## Work to do:
Report every line in the material below that contains the string "query", copying each such line in full. Matching is case-sensitive.

## Data for this exercise:
• • • • •
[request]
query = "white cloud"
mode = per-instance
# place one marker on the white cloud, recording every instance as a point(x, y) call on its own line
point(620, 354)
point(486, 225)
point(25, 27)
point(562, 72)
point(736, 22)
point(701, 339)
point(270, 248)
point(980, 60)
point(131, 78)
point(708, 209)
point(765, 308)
• • • • •
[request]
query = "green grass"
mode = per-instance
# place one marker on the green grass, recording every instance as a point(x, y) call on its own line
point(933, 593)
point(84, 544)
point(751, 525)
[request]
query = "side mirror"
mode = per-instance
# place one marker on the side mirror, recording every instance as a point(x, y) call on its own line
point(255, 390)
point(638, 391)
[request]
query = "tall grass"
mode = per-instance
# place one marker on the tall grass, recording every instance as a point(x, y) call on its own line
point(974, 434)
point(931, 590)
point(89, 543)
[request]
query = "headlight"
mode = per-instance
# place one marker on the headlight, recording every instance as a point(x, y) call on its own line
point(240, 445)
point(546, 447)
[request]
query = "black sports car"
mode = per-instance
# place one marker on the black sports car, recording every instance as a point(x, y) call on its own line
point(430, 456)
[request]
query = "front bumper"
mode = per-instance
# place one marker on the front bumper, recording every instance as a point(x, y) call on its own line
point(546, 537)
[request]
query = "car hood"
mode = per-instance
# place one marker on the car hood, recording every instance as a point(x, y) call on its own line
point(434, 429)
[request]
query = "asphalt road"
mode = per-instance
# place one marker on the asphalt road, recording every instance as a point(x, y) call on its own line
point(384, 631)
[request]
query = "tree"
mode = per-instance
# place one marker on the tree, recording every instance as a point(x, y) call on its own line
• • • • •
## Answer below:
query = "white cloud"
query = "green grass"
query = "side mirror"
query = "tall grass"
query = "headlight"
query = "black sports car"
query = "front bumper"
query = "car hood"
query = "asphalt road"
query = "tree"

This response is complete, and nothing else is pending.